▶ **Aim of the exercise**: Identify every line in the records below that contains the word "order", and reproduce each one.

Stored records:
* * * * *

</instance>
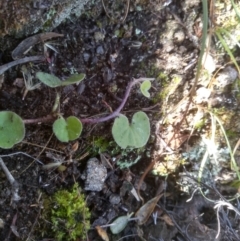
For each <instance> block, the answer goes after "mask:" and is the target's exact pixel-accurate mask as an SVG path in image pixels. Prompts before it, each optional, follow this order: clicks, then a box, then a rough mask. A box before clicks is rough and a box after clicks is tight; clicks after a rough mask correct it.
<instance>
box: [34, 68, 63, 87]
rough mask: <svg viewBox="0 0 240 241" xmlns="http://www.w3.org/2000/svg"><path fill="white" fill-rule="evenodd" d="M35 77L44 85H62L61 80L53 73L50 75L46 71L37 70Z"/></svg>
mask: <svg viewBox="0 0 240 241" xmlns="http://www.w3.org/2000/svg"><path fill="white" fill-rule="evenodd" d="M36 77H37V78H38V79H39V80H40V81H41V82H42V83H44V84H45V85H47V86H49V87H51V88H55V87H58V86H61V85H62V81H61V80H60V79H59V78H58V77H56V76H55V75H52V74H48V73H45V72H41V71H39V72H37V73H36Z"/></svg>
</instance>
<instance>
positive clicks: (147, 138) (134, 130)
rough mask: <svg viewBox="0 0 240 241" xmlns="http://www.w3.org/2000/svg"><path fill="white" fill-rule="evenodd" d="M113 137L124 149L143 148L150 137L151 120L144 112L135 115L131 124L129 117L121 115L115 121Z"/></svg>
mask: <svg viewBox="0 0 240 241" xmlns="http://www.w3.org/2000/svg"><path fill="white" fill-rule="evenodd" d="M112 135H113V138H114V140H115V141H116V143H117V144H118V145H119V146H120V147H122V148H126V147H127V146H129V147H135V148H139V147H142V146H144V145H145V144H146V143H147V141H148V138H149V136H150V122H149V118H148V116H147V115H146V114H145V113H144V112H141V111H139V112H137V113H135V114H134V115H133V118H132V122H131V123H129V121H128V119H127V117H126V116H124V115H121V116H119V117H117V118H116V119H115V121H114V124H113V128H112Z"/></svg>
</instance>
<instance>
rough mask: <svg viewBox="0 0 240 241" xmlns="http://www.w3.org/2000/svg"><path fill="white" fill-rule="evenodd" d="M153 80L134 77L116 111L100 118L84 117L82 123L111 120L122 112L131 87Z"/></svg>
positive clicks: (126, 89)
mask: <svg viewBox="0 0 240 241" xmlns="http://www.w3.org/2000/svg"><path fill="white" fill-rule="evenodd" d="M146 79H148V80H153V79H152V78H139V79H133V81H132V82H130V83H129V84H128V87H127V89H126V92H125V95H124V97H123V100H122V103H121V104H120V106H119V107H118V108H117V109H116V110H115V111H114V112H112V113H111V114H110V115H108V116H105V117H100V118H93V119H91V118H84V119H80V120H81V122H82V123H88V124H95V123H100V122H105V121H108V120H111V119H113V118H115V117H117V116H118V115H119V114H120V111H121V110H122V109H123V107H124V105H125V104H126V101H127V99H128V97H129V94H130V92H131V89H132V87H133V86H134V85H136V84H137V83H140V82H142V81H144V80H146Z"/></svg>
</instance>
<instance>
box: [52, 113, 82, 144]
mask: <svg viewBox="0 0 240 241" xmlns="http://www.w3.org/2000/svg"><path fill="white" fill-rule="evenodd" d="M53 132H54V134H55V135H56V137H57V138H58V140H59V141H62V142H69V141H73V140H76V139H77V138H78V137H79V136H80V134H81V132H82V123H81V122H80V120H79V119H78V118H77V117H75V116H70V117H68V118H67V119H66V120H65V119H64V118H63V117H60V118H59V119H58V120H56V121H55V122H54V123H53Z"/></svg>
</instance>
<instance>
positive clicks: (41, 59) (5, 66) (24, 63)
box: [0, 55, 45, 75]
mask: <svg viewBox="0 0 240 241" xmlns="http://www.w3.org/2000/svg"><path fill="white" fill-rule="evenodd" d="M44 60H45V57H44V56H43V55H38V56H31V57H25V58H22V59H17V60H14V61H12V62H10V63H7V64H4V65H1V66H0V75H2V74H3V73H4V72H5V71H7V70H8V69H10V68H12V67H14V66H15V65H19V64H25V63H28V62H34V61H44Z"/></svg>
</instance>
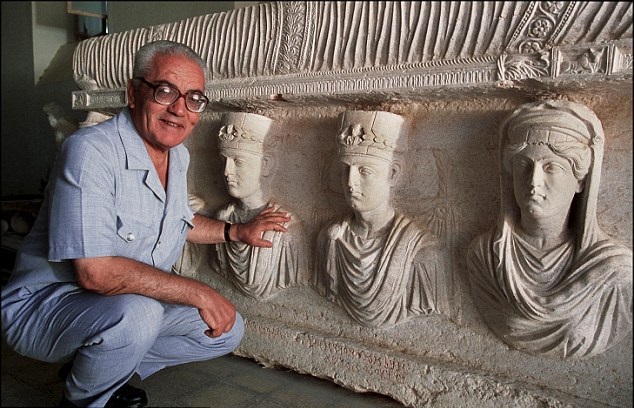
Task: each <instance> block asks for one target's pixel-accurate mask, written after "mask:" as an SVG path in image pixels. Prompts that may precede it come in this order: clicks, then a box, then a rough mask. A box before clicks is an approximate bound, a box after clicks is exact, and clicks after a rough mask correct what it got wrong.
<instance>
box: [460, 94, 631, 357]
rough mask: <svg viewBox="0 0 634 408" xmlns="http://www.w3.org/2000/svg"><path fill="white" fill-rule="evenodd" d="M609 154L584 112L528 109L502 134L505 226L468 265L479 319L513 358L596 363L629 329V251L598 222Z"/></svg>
mask: <svg viewBox="0 0 634 408" xmlns="http://www.w3.org/2000/svg"><path fill="white" fill-rule="evenodd" d="M603 148H604V134H603V127H602V125H601V122H600V121H599V119H598V118H597V116H596V115H595V114H594V112H592V111H591V110H590V109H588V108H587V107H586V106H583V105H581V104H578V103H573V102H568V101H555V100H547V101H542V102H535V103H529V104H525V105H523V106H521V107H519V108H518V109H517V110H515V111H514V112H513V113H512V114H511V115H510V116H509V117H508V118H507V119H506V120H505V121H504V122H503V123H502V125H501V127H500V173H501V174H500V187H501V211H500V216H499V220H498V223H497V225H496V226H495V228H494V229H493V230H492V231H491V232H488V233H486V234H483V235H481V236H479V237H478V238H476V239H475V240H474V241H473V242H472V243H471V245H470V248H469V252H468V261H467V265H468V268H469V273H470V281H471V291H472V296H473V299H474V302H475V304H476V307H477V308H478V310H479V311H480V315H481V316H482V318H483V320H484V322H485V323H486V324H487V325H488V326H489V328H490V329H491V330H492V331H493V332H494V333H495V334H496V335H497V336H498V337H499V338H500V339H502V340H503V341H504V342H506V343H507V344H509V345H510V346H512V347H513V348H516V349H519V350H522V351H525V352H528V353H532V354H540V355H547V356H553V357H558V358H583V357H590V356H594V355H597V354H599V353H602V352H604V351H606V350H607V349H609V348H610V347H612V346H613V345H614V344H616V343H618V342H619V341H620V340H621V339H623V337H625V335H626V334H627V333H628V332H629V331H630V330H631V328H632V289H631V288H632V251H631V249H629V248H627V247H625V246H624V245H622V244H621V243H619V242H617V241H616V240H614V239H612V238H610V237H609V236H607V234H605V232H603V231H602V230H601V228H600V227H599V225H598V223H597V217H596V211H597V198H598V190H599V181H600V176H601V164H602V160H603Z"/></svg>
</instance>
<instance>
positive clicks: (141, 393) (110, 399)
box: [58, 384, 148, 408]
mask: <svg viewBox="0 0 634 408" xmlns="http://www.w3.org/2000/svg"><path fill="white" fill-rule="evenodd" d="M147 402H148V401H147V395H145V391H143V390H142V389H140V388H136V387H133V386H131V385H130V384H126V385H124V386H123V387H121V388H119V389H118V390H117V391H115V393H114V394H112V397H110V399H109V400H108V402H107V403H106V408H143V407H144V406H146V405H147ZM58 407H59V408H79V407H78V406H77V405H75V404H73V403H72V402H70V401H69V400H67V399H66V397H65V396H62V400H61V401H60V402H59V405H58Z"/></svg>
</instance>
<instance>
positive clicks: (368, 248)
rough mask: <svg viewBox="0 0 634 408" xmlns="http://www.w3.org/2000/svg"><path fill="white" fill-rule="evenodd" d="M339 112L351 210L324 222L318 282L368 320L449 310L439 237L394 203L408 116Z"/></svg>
mask: <svg viewBox="0 0 634 408" xmlns="http://www.w3.org/2000/svg"><path fill="white" fill-rule="evenodd" d="M340 119H341V125H340V128H339V131H338V132H337V134H336V137H335V141H336V143H337V148H338V157H337V161H338V162H339V163H338V164H339V165H341V166H342V187H343V189H344V196H345V198H346V201H347V203H348V205H349V207H350V209H351V210H352V212H351V213H350V214H347V215H344V216H342V217H338V218H336V219H334V220H331V221H330V222H328V224H327V225H326V226H325V227H324V228H322V229H321V231H320V233H319V235H318V238H317V255H316V259H318V260H319V263H318V265H317V266H318V268H317V271H316V273H315V275H314V276H313V280H312V284H313V287H314V288H315V290H316V291H317V292H318V293H320V294H321V295H322V296H324V297H325V298H326V299H328V300H330V301H332V302H334V303H337V304H338V305H340V306H341V307H342V308H343V309H344V310H345V311H346V312H347V313H348V315H349V316H350V317H351V318H352V319H353V320H354V321H356V322H357V323H359V324H362V325H364V326H368V327H389V326H392V325H395V324H397V323H401V322H403V321H405V320H407V319H409V318H411V317H413V316H416V315H424V314H430V313H443V314H447V315H449V302H448V298H447V296H448V294H447V282H446V275H445V270H444V265H443V260H442V256H441V255H440V253H439V251H438V248H437V242H436V240H435V238H434V237H433V236H432V235H431V234H429V233H428V232H427V231H425V230H424V229H423V228H422V227H421V226H419V225H417V224H416V223H415V222H414V221H413V220H412V219H410V218H409V217H407V216H405V215H403V214H400V213H398V212H397V211H395V209H394V207H393V204H392V200H391V189H392V186H394V185H395V183H396V180H397V179H398V175H399V174H400V171H401V165H402V164H401V162H400V159H399V157H398V156H399V155H398V153H399V152H400V151H402V150H403V147H404V142H405V139H406V137H407V135H406V133H405V118H403V117H402V116H399V115H396V114H393V113H390V112H381V111H348V112H344V113H343V114H342V115H341V117H340Z"/></svg>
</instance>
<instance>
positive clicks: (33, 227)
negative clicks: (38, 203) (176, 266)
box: [3, 108, 193, 295]
mask: <svg viewBox="0 0 634 408" xmlns="http://www.w3.org/2000/svg"><path fill="white" fill-rule="evenodd" d="M188 166H189V152H188V151H187V149H186V148H185V146H183V145H179V146H177V147H174V148H172V149H171V150H170V159H169V169H168V185H167V189H166V190H165V189H163V186H162V185H161V183H160V180H159V178H158V174H157V173H156V170H155V169H154V166H153V164H152V161H151V159H150V157H149V155H148V152H147V149H146V147H145V145H144V143H143V140H142V139H141V137H140V136H139V134H138V133H137V131H136V130H135V128H134V126H133V124H132V121H131V118H130V112H129V110H128V109H127V108H126V109H124V110H123V111H122V112H121V113H119V114H118V115H116V116H115V117H114V118H112V119H110V120H107V121H105V122H102V123H100V124H98V125H95V126H92V127H89V128H84V129H80V130H79V131H77V132H76V133H75V134H73V135H72V136H70V137H69V138H68V139H67V140H66V141H65V143H64V145H63V147H62V150H61V153H60V156H59V158H58V160H57V163H56V167H55V169H54V170H53V173H52V174H51V179H50V182H49V185H48V187H47V190H46V193H45V197H44V201H43V203H42V207H41V209H40V213H39V215H38V219H37V221H36V222H35V225H34V227H33V229H32V231H31V233H30V234H29V235H28V236H27V237H26V238H25V240H24V242H23V244H22V246H21V248H20V251H19V252H18V257H17V259H16V266H15V269H14V272H13V274H12V276H11V279H10V281H9V283H7V285H6V286H5V287H4V288H3V295H4V293H6V292H9V291H10V290H11V289H12V288H16V287H29V288H33V289H37V288H39V287H44V286H47V285H49V284H51V283H56V282H76V278H75V274H74V271H73V266H72V264H71V262H69V260H71V259H76V258H92V257H99V256H122V257H127V258H131V259H135V260H137V261H140V262H143V263H146V264H148V265H152V266H155V267H156V268H159V269H162V270H164V271H166V272H169V271H170V269H171V267H172V265H173V264H174V263H176V261H177V260H178V259H179V257H180V255H181V253H182V250H183V245H184V243H185V239H186V237H187V234H188V232H189V230H190V229H191V228H192V226H193V225H192V219H193V212H192V211H191V209H190V208H189V204H188V198H187V168H188Z"/></svg>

* * * * *

▶ **Problem solution**:
For each <instance> block, the answer goes after "mask:" and is the target's exact pixel-accurate mask as an SVG path in image pixels. Prompts before it, each optional, follow this order: clicks, then a box, then a rough mask. A box before clicks is rough and a box after clicks is tight; clicks after a rough mask correct it.
Task: each <instance> block asks for one target's pixel-accurate mask, written after "mask:" as an SVG path in image pixels. Prompts that may precede it come in this order: clicks, then a box, then a rough mask. A box before clicks is an approximate bound, a box after clicks is exact, and clicks after a rough mask correct what it got wrong.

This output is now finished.